(REQUIREMENTS):
Convert the lines of the material between the line containing "the yellow flower." and the line containing "[151,242,173,262]", inclusive, into a Markdown table with the columns Row and Line, omitting blank lines.

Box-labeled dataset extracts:
===

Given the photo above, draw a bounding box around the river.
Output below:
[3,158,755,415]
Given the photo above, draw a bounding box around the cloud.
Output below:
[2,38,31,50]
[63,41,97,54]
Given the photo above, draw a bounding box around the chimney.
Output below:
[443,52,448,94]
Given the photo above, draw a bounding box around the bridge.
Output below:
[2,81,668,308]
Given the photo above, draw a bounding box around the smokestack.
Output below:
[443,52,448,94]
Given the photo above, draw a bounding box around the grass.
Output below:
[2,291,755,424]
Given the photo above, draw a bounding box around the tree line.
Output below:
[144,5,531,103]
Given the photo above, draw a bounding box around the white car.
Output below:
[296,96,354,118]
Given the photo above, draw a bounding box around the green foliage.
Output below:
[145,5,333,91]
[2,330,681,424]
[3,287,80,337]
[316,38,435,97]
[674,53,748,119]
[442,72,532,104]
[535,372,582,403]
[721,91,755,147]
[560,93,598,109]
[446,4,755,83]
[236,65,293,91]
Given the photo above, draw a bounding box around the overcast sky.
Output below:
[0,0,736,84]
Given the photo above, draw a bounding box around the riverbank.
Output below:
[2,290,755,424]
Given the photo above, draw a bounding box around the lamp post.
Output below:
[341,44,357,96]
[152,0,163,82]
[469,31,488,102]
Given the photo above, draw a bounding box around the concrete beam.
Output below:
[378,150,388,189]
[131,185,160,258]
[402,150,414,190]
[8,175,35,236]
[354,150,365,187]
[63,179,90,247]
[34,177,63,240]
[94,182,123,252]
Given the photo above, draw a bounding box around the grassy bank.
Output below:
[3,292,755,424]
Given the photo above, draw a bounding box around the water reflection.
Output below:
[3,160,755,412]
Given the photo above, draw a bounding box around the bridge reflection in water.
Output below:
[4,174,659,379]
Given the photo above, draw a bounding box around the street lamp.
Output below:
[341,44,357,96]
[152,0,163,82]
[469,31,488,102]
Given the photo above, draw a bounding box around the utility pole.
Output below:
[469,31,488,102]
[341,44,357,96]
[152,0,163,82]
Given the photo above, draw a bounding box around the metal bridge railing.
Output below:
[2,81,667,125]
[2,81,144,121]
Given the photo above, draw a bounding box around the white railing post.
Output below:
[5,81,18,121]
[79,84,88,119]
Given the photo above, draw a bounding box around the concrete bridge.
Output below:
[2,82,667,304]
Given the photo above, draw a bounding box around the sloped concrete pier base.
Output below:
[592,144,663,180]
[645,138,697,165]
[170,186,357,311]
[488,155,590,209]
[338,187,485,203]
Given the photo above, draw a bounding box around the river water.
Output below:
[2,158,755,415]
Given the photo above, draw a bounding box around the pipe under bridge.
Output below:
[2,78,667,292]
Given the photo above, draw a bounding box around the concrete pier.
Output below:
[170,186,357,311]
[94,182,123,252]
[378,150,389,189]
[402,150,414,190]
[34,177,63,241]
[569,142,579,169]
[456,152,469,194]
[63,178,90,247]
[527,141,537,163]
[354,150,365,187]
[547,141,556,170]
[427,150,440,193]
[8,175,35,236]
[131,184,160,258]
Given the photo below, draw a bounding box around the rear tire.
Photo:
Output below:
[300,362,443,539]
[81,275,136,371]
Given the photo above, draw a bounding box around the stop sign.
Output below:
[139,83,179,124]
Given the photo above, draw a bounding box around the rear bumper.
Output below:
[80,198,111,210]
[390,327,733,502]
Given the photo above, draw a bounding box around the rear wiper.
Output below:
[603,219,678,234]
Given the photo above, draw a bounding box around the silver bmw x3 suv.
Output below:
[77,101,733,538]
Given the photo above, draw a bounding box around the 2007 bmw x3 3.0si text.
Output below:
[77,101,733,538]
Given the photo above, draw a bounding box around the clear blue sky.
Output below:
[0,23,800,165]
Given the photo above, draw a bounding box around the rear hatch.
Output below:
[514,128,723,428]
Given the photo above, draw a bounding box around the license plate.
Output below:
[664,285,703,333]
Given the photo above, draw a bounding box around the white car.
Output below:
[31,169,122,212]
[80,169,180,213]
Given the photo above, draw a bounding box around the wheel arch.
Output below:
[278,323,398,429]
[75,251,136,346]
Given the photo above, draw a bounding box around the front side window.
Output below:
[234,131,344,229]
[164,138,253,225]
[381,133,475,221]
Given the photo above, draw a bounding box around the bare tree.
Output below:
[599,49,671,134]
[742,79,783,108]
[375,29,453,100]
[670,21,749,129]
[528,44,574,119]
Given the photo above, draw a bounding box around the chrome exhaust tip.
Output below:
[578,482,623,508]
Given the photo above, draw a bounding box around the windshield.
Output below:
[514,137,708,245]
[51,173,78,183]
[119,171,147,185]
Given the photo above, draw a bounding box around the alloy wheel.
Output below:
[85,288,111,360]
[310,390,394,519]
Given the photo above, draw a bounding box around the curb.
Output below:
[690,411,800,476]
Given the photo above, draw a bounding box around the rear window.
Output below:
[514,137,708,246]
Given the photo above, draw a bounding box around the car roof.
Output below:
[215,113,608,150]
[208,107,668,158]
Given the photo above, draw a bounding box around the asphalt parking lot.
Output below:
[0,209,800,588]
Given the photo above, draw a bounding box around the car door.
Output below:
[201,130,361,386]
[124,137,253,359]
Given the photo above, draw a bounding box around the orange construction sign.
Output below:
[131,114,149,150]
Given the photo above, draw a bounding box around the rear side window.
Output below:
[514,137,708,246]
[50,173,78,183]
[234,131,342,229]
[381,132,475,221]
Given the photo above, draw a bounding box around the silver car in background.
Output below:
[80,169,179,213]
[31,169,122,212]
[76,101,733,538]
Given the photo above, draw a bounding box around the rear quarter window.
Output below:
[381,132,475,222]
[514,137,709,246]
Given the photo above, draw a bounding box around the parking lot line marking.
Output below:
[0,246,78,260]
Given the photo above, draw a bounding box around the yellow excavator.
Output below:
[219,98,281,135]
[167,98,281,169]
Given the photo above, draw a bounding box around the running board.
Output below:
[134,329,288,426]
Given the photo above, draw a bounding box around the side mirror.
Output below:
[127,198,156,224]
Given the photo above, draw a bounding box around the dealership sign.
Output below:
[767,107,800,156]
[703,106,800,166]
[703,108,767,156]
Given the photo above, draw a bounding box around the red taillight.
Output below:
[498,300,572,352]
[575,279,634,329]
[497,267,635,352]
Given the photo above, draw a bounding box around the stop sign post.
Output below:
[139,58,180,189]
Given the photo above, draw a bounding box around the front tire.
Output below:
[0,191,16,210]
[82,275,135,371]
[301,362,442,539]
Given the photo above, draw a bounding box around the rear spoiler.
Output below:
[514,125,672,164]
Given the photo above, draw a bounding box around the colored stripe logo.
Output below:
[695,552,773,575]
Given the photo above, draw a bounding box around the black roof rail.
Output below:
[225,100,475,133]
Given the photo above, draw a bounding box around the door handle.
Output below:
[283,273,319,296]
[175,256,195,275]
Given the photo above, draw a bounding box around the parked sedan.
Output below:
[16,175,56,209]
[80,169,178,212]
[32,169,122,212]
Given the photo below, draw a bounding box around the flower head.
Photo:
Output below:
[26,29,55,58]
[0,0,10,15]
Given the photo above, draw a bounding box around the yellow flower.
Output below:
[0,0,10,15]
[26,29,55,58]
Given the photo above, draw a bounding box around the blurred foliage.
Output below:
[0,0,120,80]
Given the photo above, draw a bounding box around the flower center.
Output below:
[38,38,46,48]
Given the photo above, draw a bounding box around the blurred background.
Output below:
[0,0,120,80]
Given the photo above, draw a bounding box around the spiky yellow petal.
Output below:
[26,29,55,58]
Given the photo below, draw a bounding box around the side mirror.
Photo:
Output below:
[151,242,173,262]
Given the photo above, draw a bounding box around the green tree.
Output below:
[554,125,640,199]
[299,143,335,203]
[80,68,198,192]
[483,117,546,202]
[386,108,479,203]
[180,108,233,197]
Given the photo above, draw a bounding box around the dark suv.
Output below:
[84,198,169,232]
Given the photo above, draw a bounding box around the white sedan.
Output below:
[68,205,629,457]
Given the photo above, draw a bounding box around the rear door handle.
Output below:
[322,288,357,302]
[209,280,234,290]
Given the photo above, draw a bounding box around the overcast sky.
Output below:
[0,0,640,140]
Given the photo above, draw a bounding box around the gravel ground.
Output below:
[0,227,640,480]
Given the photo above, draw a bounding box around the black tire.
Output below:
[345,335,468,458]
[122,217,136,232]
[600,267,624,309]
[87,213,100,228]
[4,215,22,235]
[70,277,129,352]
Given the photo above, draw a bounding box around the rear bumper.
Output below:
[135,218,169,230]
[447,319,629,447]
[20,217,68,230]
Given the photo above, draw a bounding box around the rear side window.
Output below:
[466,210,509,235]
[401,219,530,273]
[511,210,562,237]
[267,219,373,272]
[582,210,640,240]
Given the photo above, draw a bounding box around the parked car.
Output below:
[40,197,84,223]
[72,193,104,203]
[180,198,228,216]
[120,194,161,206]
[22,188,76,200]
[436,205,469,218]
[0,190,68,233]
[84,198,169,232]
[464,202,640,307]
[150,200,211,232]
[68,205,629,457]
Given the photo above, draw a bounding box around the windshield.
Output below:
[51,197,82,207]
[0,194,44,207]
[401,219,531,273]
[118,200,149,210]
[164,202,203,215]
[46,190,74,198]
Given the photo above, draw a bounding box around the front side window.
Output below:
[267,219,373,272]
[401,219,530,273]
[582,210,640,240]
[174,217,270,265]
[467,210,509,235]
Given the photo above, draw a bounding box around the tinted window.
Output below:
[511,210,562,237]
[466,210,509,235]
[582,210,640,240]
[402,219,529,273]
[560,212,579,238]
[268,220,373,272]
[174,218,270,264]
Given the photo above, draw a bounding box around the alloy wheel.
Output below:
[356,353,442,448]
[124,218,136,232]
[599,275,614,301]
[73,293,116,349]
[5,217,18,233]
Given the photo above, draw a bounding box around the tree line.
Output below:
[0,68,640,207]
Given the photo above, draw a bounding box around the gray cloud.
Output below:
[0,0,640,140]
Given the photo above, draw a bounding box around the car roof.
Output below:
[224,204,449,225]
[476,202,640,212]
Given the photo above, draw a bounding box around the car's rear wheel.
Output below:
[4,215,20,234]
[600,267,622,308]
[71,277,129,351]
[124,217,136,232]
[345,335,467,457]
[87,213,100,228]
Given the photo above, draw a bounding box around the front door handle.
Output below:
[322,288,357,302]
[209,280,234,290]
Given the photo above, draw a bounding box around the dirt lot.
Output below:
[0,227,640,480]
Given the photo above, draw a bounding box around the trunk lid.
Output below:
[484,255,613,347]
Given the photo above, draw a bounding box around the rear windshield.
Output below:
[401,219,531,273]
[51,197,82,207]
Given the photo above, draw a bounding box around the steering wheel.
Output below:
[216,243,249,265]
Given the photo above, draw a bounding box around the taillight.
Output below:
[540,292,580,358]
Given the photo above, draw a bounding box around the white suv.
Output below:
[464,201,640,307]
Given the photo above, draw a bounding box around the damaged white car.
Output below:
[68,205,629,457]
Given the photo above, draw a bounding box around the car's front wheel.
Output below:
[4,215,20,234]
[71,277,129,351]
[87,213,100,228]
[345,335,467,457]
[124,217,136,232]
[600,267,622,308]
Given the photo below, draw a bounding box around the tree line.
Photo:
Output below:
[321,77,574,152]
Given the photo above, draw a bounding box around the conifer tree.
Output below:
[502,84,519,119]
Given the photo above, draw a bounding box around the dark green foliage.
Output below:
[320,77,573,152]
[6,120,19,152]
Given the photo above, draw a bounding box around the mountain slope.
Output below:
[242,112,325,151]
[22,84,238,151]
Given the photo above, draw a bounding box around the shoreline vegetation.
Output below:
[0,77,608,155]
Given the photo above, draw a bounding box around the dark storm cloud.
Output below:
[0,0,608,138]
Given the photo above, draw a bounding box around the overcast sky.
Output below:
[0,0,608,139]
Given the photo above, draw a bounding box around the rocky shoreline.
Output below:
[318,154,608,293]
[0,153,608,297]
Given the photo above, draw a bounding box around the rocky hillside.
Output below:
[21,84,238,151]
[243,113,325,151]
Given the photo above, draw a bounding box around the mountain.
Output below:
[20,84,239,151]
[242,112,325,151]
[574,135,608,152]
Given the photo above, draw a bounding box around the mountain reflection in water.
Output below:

===

(CORRECT ANSWER):
| Row | Line |
|---|---|
| 1 | Given the photo above, draw a bounding box around the yellow flower. |
| 2 | Output below: |
| 3 | [0,0,10,15] |
| 4 | [26,29,55,58] |
| 5 | Given the photo above, draw a bounding box around the blurred foliage. |
| 6 | Output below: |
| 7 | [0,0,120,80] |
| 8 | Given the photo above, draw a bounding box around the flower center. |
| 9 | Output below: |
| 10 | [38,38,46,48] |
| 11 | Given the photo above, draw a bounding box around the blurred background. |
| 12 | Output below: |
| 13 | [0,0,120,80] |
| 14 | Given the photo above, draw a bounding box around the spiky yellow petal. |
| 15 | Output below: |
| 16 | [26,29,55,58] |
| 17 | Given the photo below, draw a bounding box around the side mirror. |
| 18 | Photo: |
| 19 | Output below: |
| 20 | [151,242,173,262] |